[Begin]

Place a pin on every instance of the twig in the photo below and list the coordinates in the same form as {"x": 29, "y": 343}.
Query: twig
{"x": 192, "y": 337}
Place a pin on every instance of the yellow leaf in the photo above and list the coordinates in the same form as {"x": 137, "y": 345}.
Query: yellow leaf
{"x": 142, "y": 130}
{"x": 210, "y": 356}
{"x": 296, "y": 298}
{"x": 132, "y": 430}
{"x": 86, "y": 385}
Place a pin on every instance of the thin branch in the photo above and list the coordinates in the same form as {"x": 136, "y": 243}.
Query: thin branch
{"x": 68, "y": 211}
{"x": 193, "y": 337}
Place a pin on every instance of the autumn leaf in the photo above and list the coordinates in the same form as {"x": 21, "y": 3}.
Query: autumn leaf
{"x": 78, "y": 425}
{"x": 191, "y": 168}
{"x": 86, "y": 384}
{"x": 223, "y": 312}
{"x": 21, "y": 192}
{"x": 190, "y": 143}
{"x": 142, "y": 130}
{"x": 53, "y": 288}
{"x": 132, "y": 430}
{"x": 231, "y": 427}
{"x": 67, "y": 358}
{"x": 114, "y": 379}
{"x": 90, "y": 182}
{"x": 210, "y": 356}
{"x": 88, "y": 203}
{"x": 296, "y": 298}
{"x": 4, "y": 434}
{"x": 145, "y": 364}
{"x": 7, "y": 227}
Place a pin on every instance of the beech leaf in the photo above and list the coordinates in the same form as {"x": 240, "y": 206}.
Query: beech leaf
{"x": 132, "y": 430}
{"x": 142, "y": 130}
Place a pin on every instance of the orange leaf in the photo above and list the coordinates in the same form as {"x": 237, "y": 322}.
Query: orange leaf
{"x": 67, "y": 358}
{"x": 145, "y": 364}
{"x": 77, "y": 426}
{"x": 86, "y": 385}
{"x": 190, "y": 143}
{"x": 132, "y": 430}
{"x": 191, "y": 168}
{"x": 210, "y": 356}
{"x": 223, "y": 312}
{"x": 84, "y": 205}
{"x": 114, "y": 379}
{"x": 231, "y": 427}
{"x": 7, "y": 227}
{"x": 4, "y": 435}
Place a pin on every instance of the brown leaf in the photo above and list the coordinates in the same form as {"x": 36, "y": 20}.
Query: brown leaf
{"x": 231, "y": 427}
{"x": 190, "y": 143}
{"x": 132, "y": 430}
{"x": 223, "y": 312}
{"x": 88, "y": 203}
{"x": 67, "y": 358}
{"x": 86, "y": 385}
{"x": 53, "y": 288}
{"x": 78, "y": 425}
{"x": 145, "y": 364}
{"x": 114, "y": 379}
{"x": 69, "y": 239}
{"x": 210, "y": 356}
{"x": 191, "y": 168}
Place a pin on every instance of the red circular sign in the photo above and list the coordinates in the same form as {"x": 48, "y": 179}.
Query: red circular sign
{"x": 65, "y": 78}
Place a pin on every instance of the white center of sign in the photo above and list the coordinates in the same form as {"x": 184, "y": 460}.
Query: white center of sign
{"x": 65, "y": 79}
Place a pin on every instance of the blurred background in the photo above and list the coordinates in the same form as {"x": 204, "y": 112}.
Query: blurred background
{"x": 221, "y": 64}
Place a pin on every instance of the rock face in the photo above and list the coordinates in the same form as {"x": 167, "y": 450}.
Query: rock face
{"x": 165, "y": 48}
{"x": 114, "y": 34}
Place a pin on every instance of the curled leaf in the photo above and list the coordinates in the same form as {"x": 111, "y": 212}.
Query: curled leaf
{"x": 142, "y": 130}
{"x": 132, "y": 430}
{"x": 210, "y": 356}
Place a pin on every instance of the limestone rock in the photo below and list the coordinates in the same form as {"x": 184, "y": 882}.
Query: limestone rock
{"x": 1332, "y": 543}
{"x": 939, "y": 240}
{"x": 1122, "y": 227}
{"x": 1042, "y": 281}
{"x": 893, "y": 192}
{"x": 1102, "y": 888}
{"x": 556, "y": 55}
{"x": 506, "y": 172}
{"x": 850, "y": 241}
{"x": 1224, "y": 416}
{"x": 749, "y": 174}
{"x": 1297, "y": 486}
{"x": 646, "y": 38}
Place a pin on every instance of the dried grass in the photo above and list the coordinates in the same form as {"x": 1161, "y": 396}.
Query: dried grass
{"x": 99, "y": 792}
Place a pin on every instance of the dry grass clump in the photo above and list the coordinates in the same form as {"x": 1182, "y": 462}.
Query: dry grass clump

[End]

■ WHAT YOU HAVE TO DO ■
Reproduce the listing above word for word, from its first line to its last, with nothing changed or left out.

■ CORRECT ANSWER ■
Place a pin on every instance of the twig in the photo below and list the coordinates in the same form as {"x": 29, "y": 343}.
Query: twig
{"x": 192, "y": 337}
Place a pin on every instance of the yellow leaf in the photo above and list the coordinates in the same form as {"x": 137, "y": 345}.
Query: yellow leaf
{"x": 142, "y": 130}
{"x": 210, "y": 356}
{"x": 296, "y": 298}
{"x": 132, "y": 430}
{"x": 86, "y": 385}
Place a pin on every instance of the thin branch in the photo above and list the coordinates in the same form as {"x": 136, "y": 243}.
Query: thin branch
{"x": 68, "y": 211}
{"x": 193, "y": 337}
Place a pin on every instance of the autumn leaf in the photo above and list the coordinates in the same form as {"x": 21, "y": 3}.
Query: autumn leaf
{"x": 78, "y": 425}
{"x": 191, "y": 168}
{"x": 86, "y": 384}
{"x": 223, "y": 312}
{"x": 21, "y": 192}
{"x": 190, "y": 143}
{"x": 142, "y": 130}
{"x": 53, "y": 288}
{"x": 132, "y": 430}
{"x": 231, "y": 427}
{"x": 67, "y": 358}
{"x": 114, "y": 379}
{"x": 90, "y": 182}
{"x": 210, "y": 356}
{"x": 88, "y": 203}
{"x": 296, "y": 298}
{"x": 4, "y": 434}
{"x": 145, "y": 364}
{"x": 7, "y": 227}
Place a pin on every instance of the beech leaf in the photo above and list the coordinates in the same form as {"x": 240, "y": 206}.
Query: beech leaf
{"x": 132, "y": 430}
{"x": 142, "y": 130}
Place a pin on every instance of the orange leaf in the photo above and list the coordinates in the same form as {"x": 237, "y": 322}.
Query: orange leaf
{"x": 67, "y": 358}
{"x": 145, "y": 364}
{"x": 77, "y": 426}
{"x": 86, "y": 385}
{"x": 190, "y": 143}
{"x": 132, "y": 430}
{"x": 191, "y": 168}
{"x": 210, "y": 356}
{"x": 223, "y": 312}
{"x": 84, "y": 205}
{"x": 114, "y": 379}
{"x": 231, "y": 427}
{"x": 7, "y": 227}
{"x": 4, "y": 435}
Place a pin on every instance of the brown leaf in the photo above and list the coordinates in the same form as {"x": 36, "y": 20}.
Query: brown leaf
{"x": 231, "y": 427}
{"x": 190, "y": 143}
{"x": 132, "y": 430}
{"x": 223, "y": 312}
{"x": 88, "y": 203}
{"x": 67, "y": 358}
{"x": 86, "y": 385}
{"x": 53, "y": 288}
{"x": 78, "y": 425}
{"x": 145, "y": 364}
{"x": 114, "y": 379}
{"x": 69, "y": 239}
{"x": 210, "y": 356}
{"x": 191, "y": 168}
Place a pin on every instance of the red circular sign in the photo above and list the coordinates in the same form as {"x": 48, "y": 179}.
Query: red circular sign
{"x": 65, "y": 78}
Place a pin on every instance of the white center of sign in the photo above and list the coordinates in the same form as {"x": 184, "y": 460}.
Query: white center of sign
{"x": 65, "y": 79}
Place a pin on every instance of the blurred background in the photo above and list the coordinates in the same form as {"x": 204, "y": 112}.
Query: blurred background
{"x": 221, "y": 64}
Place a pin on every instance of the rock face in the photo above and list the coordinates in the same form as {"x": 167, "y": 450}.
Query: rock face
{"x": 165, "y": 48}
{"x": 114, "y": 34}
Place a pin on every instance of the curled leaf in the photo above and list the coordinates in the same form as {"x": 111, "y": 212}.
Query: curled leaf
{"x": 142, "y": 130}
{"x": 132, "y": 430}
{"x": 210, "y": 356}
Place a pin on every instance of the limestone rock in the photo below and list the coordinates in the same form as {"x": 184, "y": 882}.
Query: limestone rock
{"x": 1332, "y": 543}
{"x": 939, "y": 240}
{"x": 1122, "y": 227}
{"x": 1042, "y": 281}
{"x": 893, "y": 192}
{"x": 1102, "y": 888}
{"x": 556, "y": 55}
{"x": 506, "y": 172}
{"x": 850, "y": 241}
{"x": 1224, "y": 416}
{"x": 749, "y": 174}
{"x": 1297, "y": 486}
{"x": 646, "y": 38}
Place a pin on every instance of the dried grass in the photo above and list the coordinates in the same form as {"x": 1161, "y": 396}.
Query: dried grass
{"x": 99, "y": 792}
Place a pin on every instance of the dry grass clump in the photo above and list the coordinates in the same form as {"x": 1182, "y": 462}.
Query: dry grass clump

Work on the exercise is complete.